Further Thoughts on the Glory and Scandal of the Gospel

Here's a little thought experiment: could your version of the gospel get you thrown in jail, beaten, accused of treason, or killed? Could you start a riot by publicly proclaiming the gospel? Could any pastors today be accused of turning the world upside-down like Paul was in Thessalonica (Acts 17:1-9)? What's so scandalous about the gospel anyway?

As American society becomes more openly hostile to biblical Christianity, we will have an opportunity to see just how potent our gospel is---or isn't.

In addition to the three glorious and scandalous aspects of the gospel that I described last Sunday (7/22/2018), here are a couple more important points to consider.

The God Who Comes Near​

In Colossians 1:15-19 Paul proclaims the that God has come near in Jesus, who is the perfect image of God. Jesus is fully God and fully reveals the Father to us. The eternal Son, who has eternally existed with the Father, took our human nature upon himself and became incarnate as the God-Man Jesus. The fullness of God dwells in Jesus, which is why Jesus can say, "If you've seen Me, you've seen the Father." But Jesus didn't act like anyone expected God to act. Jesus was born as a baby, and gladly endured the agony of the cross to defeat death and save us.

**Exercise aim:**
Quote the gospel essay above word for word, everything from "In Colossians 1:15-19" down to "and save us.".

**Excerpted records:**
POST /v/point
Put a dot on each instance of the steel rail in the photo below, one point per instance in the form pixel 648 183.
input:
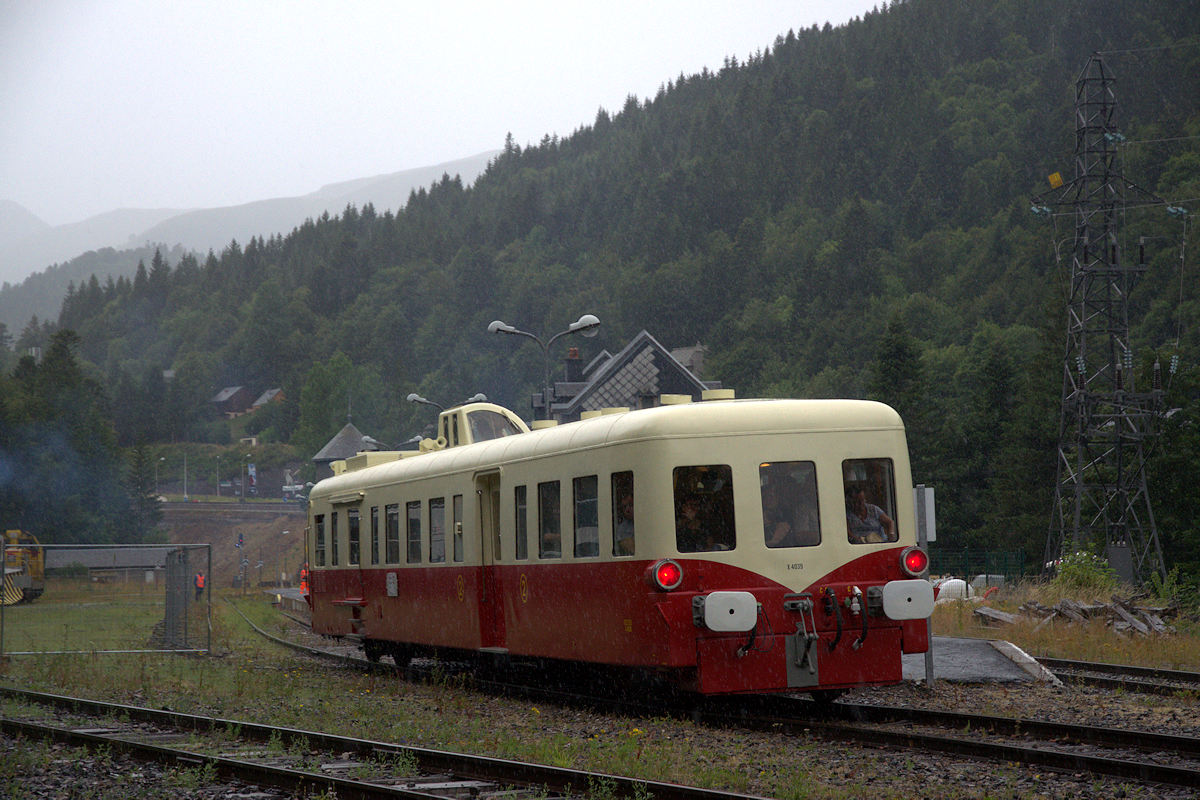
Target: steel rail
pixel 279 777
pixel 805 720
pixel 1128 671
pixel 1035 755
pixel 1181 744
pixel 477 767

==

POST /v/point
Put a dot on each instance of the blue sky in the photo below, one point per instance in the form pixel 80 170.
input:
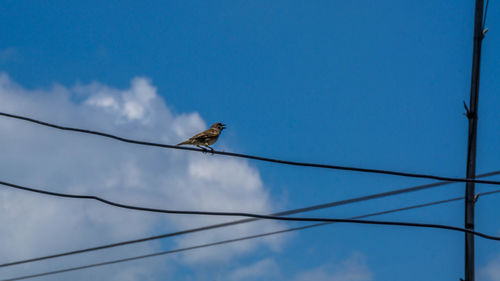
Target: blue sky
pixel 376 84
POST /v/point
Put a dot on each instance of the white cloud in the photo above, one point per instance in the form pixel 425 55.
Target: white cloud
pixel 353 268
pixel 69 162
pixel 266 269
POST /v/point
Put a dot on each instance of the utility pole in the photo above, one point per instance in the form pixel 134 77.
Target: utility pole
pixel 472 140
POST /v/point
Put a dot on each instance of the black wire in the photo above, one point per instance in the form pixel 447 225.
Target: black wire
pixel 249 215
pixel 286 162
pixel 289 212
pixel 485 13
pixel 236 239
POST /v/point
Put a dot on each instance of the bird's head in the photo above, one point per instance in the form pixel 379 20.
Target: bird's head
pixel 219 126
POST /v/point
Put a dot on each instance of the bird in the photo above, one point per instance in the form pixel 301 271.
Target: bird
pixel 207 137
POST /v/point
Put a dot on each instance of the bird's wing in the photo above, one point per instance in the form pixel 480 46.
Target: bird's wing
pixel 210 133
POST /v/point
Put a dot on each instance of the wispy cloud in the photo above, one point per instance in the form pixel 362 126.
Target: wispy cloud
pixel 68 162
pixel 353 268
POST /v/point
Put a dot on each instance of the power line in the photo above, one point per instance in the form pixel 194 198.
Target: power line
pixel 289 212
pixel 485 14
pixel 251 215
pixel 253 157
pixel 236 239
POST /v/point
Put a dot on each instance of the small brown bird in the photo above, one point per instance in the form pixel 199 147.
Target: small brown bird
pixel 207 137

...

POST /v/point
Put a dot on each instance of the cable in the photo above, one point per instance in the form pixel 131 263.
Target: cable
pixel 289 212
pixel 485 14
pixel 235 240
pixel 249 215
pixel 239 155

**Solution to this task:**
In Colossians 1:15-19 Paul proclaims the that God has come near in Jesus, who is the perfect image of God. Jesus is fully God and fully reveals the Father to us. The eternal Son, who has eternally existed with the Father, took our human nature upon himself and became incarnate as the God-Man Jesus. The fullness of God dwells in Jesus, which is why Jesus can say, "If you've seen Me, you've seen the Father." But Jesus didn't act like anyone expected God to act. Jesus was born as a baby, and gladly endured the agony of the cross to defeat death and save us.